→ **SET PROBLEM 1**
In the PostgreSQL mailing-list excerpt, copy out the passage from "Magnus Hagander wrote: >" up to and including "calculating things correctly.".
→ **SET PROBLEM 2**
According to the PostgreSQL mailing-list excerpt, in which version of SQL Server did Microsoft remove the ability to pin a table into memory?

Dawid Kuroczko wrote: > Slony is good as long as there are no DDLs issued. And its easy to > shoot oneself in the foot if one is not careful (some time ago I have > lost all the triggers while upgrading from 8.1 to 8.2; it was my fault > since I did pg_dump -s on a slave database, not on the master...). > > It can also be a very time consuming process. It often also involves having to juggle resources around, find extra disk space floating around somewhere to build extra replicas, or abandon your fail over target for a period of time while upgrade that. BTW, the trigger issue goes away with 8.3 and Slony 2.0. Brad.
Magnus Hagander wrote: > I would guess they're referring to the ability to "pin" a table into > memory, so that it always stays in the cache regardless of what else the > database is doing. There is a narrow use-case where this can be very > useful, but it can also be a very dangerous tool (hint: if you pin a > table that grows up to say 80-90% of your RAM size, your database will > not be fast for anything else) I know that MS removed this ability in SQL Server 2005 for pretty much this reason; it's usefulness was greatly outweighed by people screwing up their systems by not calculating things correctly.

→ **INFORMATION SHOWN**
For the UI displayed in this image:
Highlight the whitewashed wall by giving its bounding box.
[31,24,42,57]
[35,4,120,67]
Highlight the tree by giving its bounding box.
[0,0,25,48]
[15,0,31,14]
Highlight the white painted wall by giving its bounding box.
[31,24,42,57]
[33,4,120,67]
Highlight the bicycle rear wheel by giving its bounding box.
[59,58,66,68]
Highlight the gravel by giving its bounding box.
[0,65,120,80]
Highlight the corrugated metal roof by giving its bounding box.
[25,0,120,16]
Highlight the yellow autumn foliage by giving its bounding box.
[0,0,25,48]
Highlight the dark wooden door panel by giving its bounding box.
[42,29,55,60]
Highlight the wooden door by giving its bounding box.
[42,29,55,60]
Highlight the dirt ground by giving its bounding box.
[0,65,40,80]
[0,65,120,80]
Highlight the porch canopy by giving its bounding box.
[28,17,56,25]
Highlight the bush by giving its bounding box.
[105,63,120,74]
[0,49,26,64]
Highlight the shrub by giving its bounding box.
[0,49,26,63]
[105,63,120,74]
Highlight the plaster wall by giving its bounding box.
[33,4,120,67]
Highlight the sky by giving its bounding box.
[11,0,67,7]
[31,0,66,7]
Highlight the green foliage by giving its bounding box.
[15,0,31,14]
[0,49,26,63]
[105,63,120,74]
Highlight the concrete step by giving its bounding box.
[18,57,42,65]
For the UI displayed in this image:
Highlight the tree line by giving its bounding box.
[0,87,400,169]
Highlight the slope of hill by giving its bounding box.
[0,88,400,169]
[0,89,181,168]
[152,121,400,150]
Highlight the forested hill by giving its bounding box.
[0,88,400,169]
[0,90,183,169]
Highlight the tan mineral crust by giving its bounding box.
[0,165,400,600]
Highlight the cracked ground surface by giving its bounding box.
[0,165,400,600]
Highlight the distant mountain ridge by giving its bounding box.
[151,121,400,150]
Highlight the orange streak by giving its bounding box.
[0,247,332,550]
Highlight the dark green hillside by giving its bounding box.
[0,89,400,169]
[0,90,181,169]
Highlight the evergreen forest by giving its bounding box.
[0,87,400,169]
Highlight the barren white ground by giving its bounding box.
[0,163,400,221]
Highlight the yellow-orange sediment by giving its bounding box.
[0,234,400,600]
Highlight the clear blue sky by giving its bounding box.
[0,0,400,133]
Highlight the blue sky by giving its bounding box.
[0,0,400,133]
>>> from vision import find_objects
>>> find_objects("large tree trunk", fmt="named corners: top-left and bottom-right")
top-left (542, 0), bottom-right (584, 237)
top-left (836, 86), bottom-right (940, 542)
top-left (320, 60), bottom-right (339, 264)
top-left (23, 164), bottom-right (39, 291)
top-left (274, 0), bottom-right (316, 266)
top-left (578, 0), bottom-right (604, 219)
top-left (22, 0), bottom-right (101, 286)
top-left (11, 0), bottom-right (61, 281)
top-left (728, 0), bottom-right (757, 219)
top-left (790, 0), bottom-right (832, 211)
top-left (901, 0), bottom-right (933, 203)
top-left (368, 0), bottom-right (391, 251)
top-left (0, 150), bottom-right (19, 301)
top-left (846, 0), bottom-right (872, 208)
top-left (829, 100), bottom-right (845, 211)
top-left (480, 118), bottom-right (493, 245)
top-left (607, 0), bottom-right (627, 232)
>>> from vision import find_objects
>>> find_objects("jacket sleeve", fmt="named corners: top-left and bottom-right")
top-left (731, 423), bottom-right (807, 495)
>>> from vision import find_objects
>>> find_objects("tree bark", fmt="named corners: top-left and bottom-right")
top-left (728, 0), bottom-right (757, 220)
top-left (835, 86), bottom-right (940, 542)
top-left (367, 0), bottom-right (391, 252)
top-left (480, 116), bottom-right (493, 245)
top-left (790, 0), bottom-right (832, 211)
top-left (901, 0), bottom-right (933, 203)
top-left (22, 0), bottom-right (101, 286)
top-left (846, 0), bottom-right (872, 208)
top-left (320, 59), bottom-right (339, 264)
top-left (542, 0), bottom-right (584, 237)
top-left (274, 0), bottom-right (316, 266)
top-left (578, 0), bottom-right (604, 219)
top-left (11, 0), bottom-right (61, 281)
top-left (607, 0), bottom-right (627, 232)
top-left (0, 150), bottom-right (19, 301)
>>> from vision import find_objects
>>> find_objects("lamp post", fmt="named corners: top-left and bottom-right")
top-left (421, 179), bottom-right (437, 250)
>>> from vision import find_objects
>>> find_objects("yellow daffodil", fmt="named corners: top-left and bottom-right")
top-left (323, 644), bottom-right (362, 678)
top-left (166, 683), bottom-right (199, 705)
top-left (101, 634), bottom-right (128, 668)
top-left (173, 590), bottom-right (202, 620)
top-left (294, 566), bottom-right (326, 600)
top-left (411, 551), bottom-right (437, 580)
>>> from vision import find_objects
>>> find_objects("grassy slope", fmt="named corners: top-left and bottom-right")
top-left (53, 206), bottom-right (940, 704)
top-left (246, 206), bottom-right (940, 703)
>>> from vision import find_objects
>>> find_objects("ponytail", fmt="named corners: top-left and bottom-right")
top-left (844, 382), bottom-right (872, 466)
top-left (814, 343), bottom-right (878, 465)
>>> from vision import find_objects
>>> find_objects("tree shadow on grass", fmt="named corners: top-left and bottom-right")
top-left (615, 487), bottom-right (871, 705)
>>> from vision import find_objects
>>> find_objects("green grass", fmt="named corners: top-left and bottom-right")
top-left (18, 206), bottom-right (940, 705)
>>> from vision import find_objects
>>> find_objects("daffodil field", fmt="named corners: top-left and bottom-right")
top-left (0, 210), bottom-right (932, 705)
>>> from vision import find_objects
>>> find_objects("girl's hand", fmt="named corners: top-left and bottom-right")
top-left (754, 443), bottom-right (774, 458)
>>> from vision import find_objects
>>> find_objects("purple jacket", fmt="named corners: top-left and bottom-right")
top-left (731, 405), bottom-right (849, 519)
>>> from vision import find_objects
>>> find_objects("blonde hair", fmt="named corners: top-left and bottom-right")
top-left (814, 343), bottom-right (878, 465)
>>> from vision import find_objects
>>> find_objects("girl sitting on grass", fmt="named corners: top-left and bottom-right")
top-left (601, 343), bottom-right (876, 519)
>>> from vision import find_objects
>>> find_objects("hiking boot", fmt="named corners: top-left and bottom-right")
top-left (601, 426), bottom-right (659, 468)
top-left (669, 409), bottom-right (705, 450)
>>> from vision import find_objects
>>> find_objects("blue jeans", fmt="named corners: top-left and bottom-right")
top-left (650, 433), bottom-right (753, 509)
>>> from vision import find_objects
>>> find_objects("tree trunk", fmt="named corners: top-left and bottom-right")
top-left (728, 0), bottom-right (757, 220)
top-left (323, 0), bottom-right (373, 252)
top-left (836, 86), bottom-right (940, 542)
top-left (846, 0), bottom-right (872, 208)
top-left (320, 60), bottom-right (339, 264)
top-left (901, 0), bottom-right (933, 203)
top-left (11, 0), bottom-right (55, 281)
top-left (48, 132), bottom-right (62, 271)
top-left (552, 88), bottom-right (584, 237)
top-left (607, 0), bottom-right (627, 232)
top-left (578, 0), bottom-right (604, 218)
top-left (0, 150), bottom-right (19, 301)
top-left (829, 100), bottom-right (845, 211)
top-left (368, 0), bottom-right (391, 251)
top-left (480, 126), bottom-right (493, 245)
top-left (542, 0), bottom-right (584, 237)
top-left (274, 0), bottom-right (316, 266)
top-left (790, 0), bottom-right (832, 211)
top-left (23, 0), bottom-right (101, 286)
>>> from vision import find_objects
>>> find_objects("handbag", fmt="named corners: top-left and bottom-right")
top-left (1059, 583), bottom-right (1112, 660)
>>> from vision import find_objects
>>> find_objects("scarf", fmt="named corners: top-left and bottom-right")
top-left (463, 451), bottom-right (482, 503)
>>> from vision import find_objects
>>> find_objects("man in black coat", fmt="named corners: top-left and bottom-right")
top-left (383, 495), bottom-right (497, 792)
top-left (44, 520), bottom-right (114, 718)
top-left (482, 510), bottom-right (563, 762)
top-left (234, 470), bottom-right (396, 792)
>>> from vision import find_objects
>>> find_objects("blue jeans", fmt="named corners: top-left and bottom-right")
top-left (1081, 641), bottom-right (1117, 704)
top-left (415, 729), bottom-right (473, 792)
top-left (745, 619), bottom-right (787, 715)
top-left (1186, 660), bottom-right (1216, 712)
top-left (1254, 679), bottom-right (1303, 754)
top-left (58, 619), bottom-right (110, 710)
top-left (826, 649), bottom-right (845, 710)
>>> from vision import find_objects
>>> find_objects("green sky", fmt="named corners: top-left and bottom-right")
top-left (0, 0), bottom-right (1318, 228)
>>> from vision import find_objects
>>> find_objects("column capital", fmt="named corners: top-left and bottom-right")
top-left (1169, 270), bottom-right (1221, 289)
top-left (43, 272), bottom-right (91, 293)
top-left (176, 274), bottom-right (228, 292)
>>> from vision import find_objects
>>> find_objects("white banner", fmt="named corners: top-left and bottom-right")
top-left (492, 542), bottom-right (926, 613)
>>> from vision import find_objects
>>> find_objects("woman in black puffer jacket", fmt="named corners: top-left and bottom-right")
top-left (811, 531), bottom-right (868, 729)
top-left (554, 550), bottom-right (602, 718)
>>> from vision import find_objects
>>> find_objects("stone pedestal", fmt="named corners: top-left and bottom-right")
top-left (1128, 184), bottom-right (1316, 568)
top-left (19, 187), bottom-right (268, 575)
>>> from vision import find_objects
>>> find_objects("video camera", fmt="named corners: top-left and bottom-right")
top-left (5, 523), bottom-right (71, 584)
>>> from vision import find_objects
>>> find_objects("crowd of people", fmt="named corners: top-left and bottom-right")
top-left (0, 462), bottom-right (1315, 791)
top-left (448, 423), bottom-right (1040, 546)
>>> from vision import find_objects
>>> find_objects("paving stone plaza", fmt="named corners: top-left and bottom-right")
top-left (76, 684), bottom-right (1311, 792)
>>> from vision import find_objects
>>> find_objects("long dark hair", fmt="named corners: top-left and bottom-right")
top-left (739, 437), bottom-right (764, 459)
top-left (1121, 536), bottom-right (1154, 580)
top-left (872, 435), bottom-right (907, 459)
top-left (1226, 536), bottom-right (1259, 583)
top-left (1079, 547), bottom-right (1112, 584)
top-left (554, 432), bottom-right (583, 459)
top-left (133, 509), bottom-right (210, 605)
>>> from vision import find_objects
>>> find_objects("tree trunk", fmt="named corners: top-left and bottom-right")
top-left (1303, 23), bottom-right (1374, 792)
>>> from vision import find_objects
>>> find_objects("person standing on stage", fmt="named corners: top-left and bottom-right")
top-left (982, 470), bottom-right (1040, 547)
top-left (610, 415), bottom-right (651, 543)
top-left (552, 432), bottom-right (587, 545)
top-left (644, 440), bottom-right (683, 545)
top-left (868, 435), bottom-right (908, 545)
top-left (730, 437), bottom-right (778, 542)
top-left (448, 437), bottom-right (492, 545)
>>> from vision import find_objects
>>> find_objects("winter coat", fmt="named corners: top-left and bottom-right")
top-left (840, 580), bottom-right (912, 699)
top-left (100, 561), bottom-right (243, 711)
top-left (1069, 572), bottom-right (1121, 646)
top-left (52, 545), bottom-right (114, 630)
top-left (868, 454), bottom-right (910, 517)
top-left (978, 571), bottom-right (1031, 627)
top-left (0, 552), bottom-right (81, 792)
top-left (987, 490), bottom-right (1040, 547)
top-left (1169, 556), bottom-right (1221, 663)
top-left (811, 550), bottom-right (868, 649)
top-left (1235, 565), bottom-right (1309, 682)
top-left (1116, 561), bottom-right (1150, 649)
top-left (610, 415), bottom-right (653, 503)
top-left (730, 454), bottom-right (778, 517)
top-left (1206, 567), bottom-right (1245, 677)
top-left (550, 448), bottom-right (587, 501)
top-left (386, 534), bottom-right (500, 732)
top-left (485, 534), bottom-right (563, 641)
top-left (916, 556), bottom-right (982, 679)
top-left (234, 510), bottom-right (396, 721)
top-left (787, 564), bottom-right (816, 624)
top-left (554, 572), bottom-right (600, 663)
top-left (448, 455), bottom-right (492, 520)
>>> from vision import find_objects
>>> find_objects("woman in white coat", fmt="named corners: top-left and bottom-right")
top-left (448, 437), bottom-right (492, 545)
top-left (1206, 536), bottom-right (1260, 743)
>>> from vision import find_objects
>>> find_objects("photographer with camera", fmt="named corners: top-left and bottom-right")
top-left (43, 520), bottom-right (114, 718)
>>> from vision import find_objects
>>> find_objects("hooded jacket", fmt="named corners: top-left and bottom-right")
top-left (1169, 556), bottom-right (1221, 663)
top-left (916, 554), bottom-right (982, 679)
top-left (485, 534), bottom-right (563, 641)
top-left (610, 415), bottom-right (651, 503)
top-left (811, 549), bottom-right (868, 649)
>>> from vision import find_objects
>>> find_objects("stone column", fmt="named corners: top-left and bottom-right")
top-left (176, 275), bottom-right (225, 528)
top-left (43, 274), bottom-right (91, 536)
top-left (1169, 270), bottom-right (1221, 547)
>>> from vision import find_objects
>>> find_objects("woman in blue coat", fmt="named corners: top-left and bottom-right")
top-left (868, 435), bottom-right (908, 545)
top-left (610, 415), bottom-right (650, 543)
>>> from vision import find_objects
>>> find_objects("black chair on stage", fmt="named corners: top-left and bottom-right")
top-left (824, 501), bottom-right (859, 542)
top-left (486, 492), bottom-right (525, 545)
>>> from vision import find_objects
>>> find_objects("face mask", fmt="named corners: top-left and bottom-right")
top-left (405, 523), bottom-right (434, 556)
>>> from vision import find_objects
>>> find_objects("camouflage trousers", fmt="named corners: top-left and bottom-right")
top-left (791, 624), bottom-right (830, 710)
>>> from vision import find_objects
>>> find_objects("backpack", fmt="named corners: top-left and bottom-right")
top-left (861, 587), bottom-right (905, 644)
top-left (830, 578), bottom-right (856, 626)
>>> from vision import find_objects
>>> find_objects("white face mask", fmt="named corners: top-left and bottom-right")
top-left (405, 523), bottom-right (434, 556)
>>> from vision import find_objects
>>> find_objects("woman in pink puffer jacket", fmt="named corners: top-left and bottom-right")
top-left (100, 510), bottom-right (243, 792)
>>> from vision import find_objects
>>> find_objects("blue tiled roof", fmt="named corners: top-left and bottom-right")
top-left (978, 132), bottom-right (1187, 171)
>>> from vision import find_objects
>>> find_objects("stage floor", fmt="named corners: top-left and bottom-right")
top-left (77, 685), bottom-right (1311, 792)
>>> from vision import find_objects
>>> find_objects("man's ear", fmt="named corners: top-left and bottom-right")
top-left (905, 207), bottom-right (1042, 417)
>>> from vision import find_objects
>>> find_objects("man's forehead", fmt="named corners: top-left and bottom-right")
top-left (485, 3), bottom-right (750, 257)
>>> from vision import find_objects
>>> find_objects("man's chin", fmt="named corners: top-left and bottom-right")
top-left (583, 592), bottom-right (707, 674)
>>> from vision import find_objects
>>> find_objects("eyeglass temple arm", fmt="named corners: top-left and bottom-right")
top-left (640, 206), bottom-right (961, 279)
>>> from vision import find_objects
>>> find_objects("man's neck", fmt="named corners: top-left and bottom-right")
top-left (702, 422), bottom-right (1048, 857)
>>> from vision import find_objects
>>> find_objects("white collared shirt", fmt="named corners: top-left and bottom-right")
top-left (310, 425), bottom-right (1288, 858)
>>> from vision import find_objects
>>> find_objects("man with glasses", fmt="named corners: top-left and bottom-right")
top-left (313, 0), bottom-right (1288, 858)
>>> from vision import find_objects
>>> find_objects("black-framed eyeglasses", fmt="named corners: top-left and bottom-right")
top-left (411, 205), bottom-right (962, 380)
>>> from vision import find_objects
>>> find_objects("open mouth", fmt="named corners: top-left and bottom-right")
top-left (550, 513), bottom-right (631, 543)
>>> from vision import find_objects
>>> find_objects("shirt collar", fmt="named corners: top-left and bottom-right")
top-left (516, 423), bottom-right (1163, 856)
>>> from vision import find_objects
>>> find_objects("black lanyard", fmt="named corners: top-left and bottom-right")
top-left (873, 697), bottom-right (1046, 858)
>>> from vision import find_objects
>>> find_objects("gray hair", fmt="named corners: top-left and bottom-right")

→ **FULL OUTPUT 1**
Magnus Hagander wrote: > I would guess they're referring to the ability to "pin" a table into > memory, so that it always stays in the cache regardless of what else the > database is doing. There is a narrow use-case where this can be very > useful, but it can also be a very dangerous tool (hint: if you pin a > table that grows up to say 80-90% of your RAM size, your database will > not be fast for anything else) I know that MS removed this ability in SQL Server 2005 for pretty much this reason; it's usefulness was greatly outweighed by people screwing up their systems by not calculating things correctly.

→ **FULL OUTPUT 2**
SQL Server 2005.